Tarefa dada a
Apresente sob a forma de tabela Markdown, com as colunas «Posição» e «Linha», o trecho dos registos desde a linha que contém "point: locomotive cab" até ao fim dos registos, ambos os extremos incluídos. Numere cada linha, omita as linhas em branco e deixe as imagens de fora da resposta.

Excerto do texto
5. Proposta que apresenta
Suspensão imediata da
aplicação do Acordo Ortográfico de 1990. Obrigar milhões de pessoas a alterar a
sua ortografia sem que isso sirva para alguma coisa de válido é de uma falta de
senso indescritível.
Em vez de uma “unificação”
ortográfica reconhecidamente impossível a esta altura, promovamos o intercâmbio
cultural, científico e de oportunidades de trabalho entre todos os países de
língua oficial portuguesa. Reforcemos o ensino de Português no estrangeiro em
vez de fecharmos leitorados. Não é preciso unificar a ortografia para fazer
nada disto e seria muito mais eficaz para a promoção da língua no mundo. Existem
mecanismos democráticos mais do suficientes para anular este erro colossal: uma
iniciativa legislativa de cidadãos pela revoção da RAR 35/2008 (o instrumento
que forçou a entrada em vigor do AO90) ou uma iniciativa legislativa dos
próprios deputados para o mesmo efeito.
6. Outras questões
Este acordo ortográfico não
resolve nenhum dos alegados “problemas” que pretendia “solucionar”. Baseia-se,
além disso, num paradoxo fundamental: procura unificar a língua utilizando ao
mesmo tempo um critério, o da fonética, que torna automaticamente impossível a
referida unificação, dadas as variadíssimas cambiantes de pronúncia entre os
milhões de falantes da língua. Partindo de premissas erradas é impossível
chegar-se a conclusões correctas. Ou válidas.

Registos de indicação de objetos nomeados:
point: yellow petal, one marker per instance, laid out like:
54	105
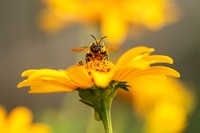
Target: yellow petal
102	79
157	70
131	54
80	76
49	88
59	75
28	72
159	59
2	118
19	120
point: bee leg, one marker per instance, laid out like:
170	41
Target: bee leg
80	63
88	57
104	55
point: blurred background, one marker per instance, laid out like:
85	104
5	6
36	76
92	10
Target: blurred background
25	44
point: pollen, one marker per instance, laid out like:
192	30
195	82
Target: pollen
100	66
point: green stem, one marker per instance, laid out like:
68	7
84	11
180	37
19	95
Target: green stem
103	108
101	99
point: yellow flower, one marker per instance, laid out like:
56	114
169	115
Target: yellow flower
133	66
114	16
19	121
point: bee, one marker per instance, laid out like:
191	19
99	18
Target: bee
96	51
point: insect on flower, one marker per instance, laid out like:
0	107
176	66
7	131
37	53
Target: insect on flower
96	51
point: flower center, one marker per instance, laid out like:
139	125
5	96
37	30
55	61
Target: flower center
100	66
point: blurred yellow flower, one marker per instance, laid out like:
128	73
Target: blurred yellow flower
162	103
20	121
114	16
133	66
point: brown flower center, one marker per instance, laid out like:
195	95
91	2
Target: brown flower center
99	66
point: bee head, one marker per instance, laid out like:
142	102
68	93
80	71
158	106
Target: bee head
97	45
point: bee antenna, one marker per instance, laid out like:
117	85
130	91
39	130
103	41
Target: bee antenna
94	38
102	38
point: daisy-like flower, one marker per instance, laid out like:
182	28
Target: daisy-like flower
19	120
98	81
114	17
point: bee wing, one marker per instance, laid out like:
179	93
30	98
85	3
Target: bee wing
80	49
111	48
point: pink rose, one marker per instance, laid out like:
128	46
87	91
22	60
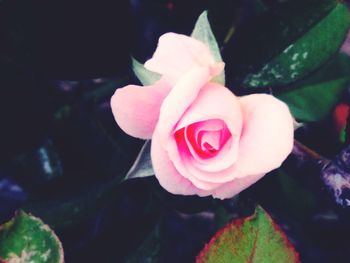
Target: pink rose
205	140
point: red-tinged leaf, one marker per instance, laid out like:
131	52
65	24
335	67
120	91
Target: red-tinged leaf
340	116
26	239
252	239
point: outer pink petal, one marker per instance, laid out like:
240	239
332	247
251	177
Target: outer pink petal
167	175
267	136
236	186
179	99
176	54
136	108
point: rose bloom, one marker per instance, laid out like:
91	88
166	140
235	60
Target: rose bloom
205	140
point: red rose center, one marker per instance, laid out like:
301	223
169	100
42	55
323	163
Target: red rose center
204	138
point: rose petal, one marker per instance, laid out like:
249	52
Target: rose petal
213	102
267	136
136	108
167	175
179	99
176	54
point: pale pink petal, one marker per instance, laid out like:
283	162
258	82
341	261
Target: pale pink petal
167	175
267	136
179	99
136	108
213	102
236	186
176	54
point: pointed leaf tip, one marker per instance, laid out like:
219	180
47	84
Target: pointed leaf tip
252	239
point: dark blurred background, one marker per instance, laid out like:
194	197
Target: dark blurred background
62	155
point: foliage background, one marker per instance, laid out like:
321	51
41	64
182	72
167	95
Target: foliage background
62	156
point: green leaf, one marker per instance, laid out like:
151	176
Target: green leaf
314	98
27	239
202	31
252	239
142	166
306	54
145	76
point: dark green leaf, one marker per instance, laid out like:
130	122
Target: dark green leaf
27	239
202	31
142	166
306	54
314	98
253	239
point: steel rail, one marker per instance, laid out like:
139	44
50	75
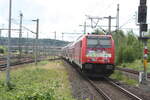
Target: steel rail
99	91
131	71
131	95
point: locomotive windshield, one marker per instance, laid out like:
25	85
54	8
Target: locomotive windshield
99	42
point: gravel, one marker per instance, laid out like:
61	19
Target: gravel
81	89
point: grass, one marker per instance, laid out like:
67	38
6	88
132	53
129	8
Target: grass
137	65
47	81
125	79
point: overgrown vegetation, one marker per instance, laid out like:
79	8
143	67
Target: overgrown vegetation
121	77
128	47
47	81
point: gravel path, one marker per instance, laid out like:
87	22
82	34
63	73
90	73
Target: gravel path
81	89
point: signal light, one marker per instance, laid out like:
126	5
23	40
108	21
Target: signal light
143	27
142	2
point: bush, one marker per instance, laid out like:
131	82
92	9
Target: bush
129	55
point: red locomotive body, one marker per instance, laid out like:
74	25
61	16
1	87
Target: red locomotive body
94	54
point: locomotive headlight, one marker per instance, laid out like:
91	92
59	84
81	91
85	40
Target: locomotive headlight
109	67
88	66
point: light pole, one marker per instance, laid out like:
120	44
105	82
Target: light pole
20	35
36	40
8	46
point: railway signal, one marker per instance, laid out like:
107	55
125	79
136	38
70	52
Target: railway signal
8	54
142	18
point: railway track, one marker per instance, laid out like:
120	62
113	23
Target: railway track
107	95
131	71
23	61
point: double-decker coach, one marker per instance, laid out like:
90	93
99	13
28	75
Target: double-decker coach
94	54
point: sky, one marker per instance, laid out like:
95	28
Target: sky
67	15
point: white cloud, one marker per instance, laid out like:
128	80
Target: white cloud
66	15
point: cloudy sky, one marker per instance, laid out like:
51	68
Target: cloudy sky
67	15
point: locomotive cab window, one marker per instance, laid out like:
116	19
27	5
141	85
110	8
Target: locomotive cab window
99	42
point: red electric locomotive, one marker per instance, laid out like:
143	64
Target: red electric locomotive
94	54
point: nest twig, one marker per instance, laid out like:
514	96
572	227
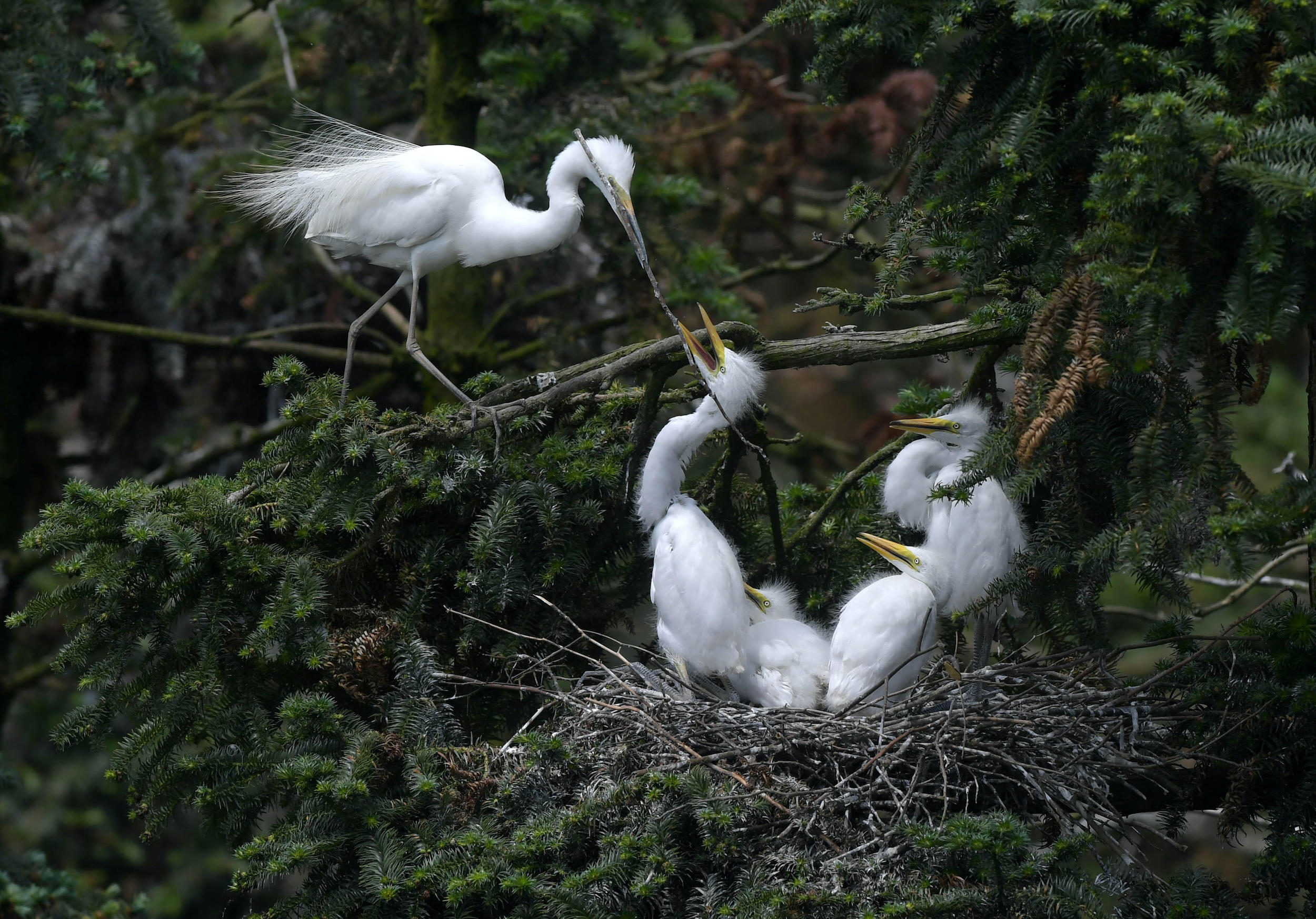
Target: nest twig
1059	738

Tarefa dada b
Segundo o texto sobre o Acordo Ortográfico de 1990, que instrumento forçou a entrada em vigor do AO90?

Resposta escrita a
| Posição | Linha |
|---|---|
| 1 | point: locomotive cab window, one marker per instance, laid out like: |
| 2 | 116	19 |
| 3 | 27	5 |
| 4 | 141	85 |
| 5 | 110	8 |
| 6 | Target: locomotive cab window |
| 7 | 99	42 |
| 8 | point: red electric locomotive, one marker per instance, laid out like: |
| 9 | 143	64 |
| 10 | Target: red electric locomotive |
| 11 | 94	54 |
| 12 | point: nest twig, one marker per instance, laid out like: |
| 13 | 514	96 |
| 14 | 572	227 |
| 15 | Target: nest twig |
| 16 | 1059	738 |

Resposta escrita b
A RAR 35/2008.